**PROBLEM DETAILS**
Nothing before the line containing "Task: pick out cat's head, one" should appear; please restate that line and every later line word for word through the end of the listing.

**AVAILABLE DATA**
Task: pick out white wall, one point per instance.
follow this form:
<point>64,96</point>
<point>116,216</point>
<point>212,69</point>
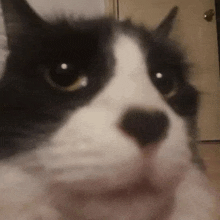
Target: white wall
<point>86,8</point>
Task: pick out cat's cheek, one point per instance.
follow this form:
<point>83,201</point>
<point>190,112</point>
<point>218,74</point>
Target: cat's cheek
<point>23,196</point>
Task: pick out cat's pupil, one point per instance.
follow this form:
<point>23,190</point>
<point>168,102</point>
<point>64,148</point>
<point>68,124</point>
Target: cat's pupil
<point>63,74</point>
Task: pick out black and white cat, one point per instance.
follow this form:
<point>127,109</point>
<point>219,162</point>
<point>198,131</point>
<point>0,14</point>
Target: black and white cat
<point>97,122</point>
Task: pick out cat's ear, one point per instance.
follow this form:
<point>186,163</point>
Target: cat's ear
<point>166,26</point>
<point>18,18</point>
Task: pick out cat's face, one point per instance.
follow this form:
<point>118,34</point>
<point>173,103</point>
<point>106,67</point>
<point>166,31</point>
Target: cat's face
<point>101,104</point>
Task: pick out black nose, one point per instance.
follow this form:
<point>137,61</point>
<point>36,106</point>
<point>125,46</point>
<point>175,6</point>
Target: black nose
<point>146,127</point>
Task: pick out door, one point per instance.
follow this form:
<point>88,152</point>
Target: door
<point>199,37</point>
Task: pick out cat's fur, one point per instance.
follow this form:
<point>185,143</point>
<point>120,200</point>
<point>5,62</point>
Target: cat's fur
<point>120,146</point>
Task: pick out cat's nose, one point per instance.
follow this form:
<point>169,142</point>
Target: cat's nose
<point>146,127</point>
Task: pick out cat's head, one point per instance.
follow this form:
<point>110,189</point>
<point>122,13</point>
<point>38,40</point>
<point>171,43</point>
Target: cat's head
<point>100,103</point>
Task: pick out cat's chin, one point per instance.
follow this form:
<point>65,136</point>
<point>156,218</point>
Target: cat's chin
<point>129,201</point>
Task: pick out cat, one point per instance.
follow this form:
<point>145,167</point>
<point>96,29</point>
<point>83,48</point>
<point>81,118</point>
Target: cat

**ANSWER FOR THIS EXERCISE**
Task: pick out cat's head, one point per instance.
follow this form:
<point>110,189</point>
<point>122,13</point>
<point>38,40</point>
<point>171,43</point>
Target: cat's head
<point>100,103</point>
Task: pick out cat's chin, one point per instance.
follow this form:
<point>65,136</point>
<point>156,218</point>
Target: cat's chin
<point>129,201</point>
Task: pick out cat, one point per instance.
follow this form:
<point>145,167</point>
<point>96,29</point>
<point>83,48</point>
<point>81,118</point>
Target: cat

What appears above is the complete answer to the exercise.